"I find hope in the work of long-established groups such as the Arms Control Association...[and] I find hope in younger anti-nuclear activists and the movement around the world to formally ban the bomb."
Most U.S.-Russian Nuclear Work Ends
March 2015
After months of signals that U.S.-Russian nuclear security cooperation beyond 2014 was in jeopardy, most work in that area now has ended, according to news reports and Energy Department budget documents. But some limited work will continue in 2015, according to Energy Department officials.
In a meeting last December in Moscow, Russian officials informed their U.S. counterparts that Moscow was ending U.S. cooperation with Rosatom, Russia’s state nuclear corporation, and U.S. access to Rosatom facilities, the Boston Globe reported Jan. 19.
Joint work to upgrade the security of eight Rosatom sites containing weapons-usable nuclear material “will not be completed with U.S. funding, due to Russia’s discontinuation of this joint work,” according to the Energy Department’s detailed justification of its budget request for fiscal year 2016. Joint work to sustain previous upgrades also is ending, said the document, which was released Feb. 2.
The document states that U.S. support for efforts to convert reactors in Russia that still use highly enriched uranium (HEU) to use low-enriched uranium will continue but be limited to the six pilot reactors that are part of a 2010 agreement between the Energy Department and Rosatom. “The U.S. role in additional reactor conversion cooperation in Russia is anticipated to be limited to only technical exchanges,” the document said.

## Work task
Continue the article above on the end of most U.S.-Russian nuclear security work, starting after its final sentence.

## Given records
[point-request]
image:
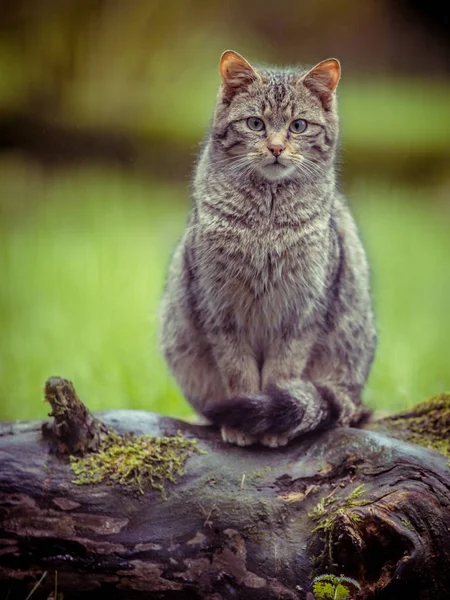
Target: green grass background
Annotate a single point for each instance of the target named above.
(83, 255)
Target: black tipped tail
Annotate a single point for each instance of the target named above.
(273, 412)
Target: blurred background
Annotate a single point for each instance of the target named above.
(103, 105)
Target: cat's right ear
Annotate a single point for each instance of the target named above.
(236, 73)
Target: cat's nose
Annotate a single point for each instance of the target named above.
(276, 149)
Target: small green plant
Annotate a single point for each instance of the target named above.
(138, 462)
(332, 587)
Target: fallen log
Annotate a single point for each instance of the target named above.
(221, 522)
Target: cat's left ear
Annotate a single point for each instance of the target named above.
(323, 79)
(236, 73)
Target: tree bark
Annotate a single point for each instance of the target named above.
(253, 523)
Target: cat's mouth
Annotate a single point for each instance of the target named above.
(275, 169)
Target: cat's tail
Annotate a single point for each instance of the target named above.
(276, 411)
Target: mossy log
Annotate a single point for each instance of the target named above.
(253, 523)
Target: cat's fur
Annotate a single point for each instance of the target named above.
(267, 321)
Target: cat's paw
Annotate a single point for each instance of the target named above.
(235, 436)
(274, 441)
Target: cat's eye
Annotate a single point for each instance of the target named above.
(298, 126)
(255, 123)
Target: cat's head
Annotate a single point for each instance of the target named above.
(276, 124)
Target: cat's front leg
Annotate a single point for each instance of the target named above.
(296, 404)
(240, 378)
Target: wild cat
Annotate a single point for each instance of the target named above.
(267, 320)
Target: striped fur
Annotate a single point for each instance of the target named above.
(267, 321)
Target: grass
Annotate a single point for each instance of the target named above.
(83, 256)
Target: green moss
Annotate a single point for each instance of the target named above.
(325, 514)
(331, 587)
(138, 462)
(428, 424)
(408, 524)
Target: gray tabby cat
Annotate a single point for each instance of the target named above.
(267, 321)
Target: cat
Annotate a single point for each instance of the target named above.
(267, 321)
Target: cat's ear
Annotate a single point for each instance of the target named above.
(323, 79)
(236, 73)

## Result of this task
The Globe article reported that the United States will also no longer provide money to install radiation detectors at Russian ports, airports, and border crossings to deter and detect nuclear smuggling.
Since the end of the Cold War, Russia and the United States have cooperated on an array of nuclear weapons dismantlement, material security, and nonproliferation activities inside Russia and the other states of the former Soviet Union. These efforts have been pursued primarily under the auspices of the U.S. Defense Department’s Cooperative Threat Reduction (CTR) program and the Energy Department’s nuclear material security programs.
In June 2013, Russia and the United States agreed to a pared-down replacement for the old CTR agreement. The new arrangement allowed the Energy Department to continue nuclear security activities with Rosatom, but terminated activities involving the Russian Ministry of Defense. (See ACT, July/August 2013.) Many of the activities with Rosatom were scheduled to continue through 2018.
In a Jan. 22 statement, Rosatom said that it would “be ready to return to the cooperation when the American side is ready for that, and certainly, strictly on the basis of equality, mutual benefit, and respect.”
In a Feb. 19 e-mail to Arms Control Today, Energy Department spokesman Derrick Robinson said Russia will fund the security work the Energy Department had been planning to carry out.
Despite the end of work with Rosatom, some cooperative activities would continue, including the repatriation of Russian-origin HEU from third countries, security work with a number of non-Rosatom nuclear sites, and bilateral exchanges on topics such as nuclear security culture and transportation security, Robinson said.
Congress voted last December to withhold the Energy Department’s $92.3 million fiscal year 2015 budget request for nuclear material security work in Russia. (See ACT, January/February 2015.) It is not clear from the budget documents how much money, if any, the Energy Department requested for work inside Russia in fiscal year 2016.
In a Jan. 23 Washington Post op-ed, former Sens. Sam Nunn (D-Ga.) and Richard Lugar (R-Ind.) described Russia’s decision to cut off most aspects of its nuclear security cooperation with the United States as “short-sighted” and “a major setback in the global effort to secure nuclear materials.”
Nunn and Lugar co-sponsored the legislation that established cooperative threat reduction efforts with Russia in the early 1990s.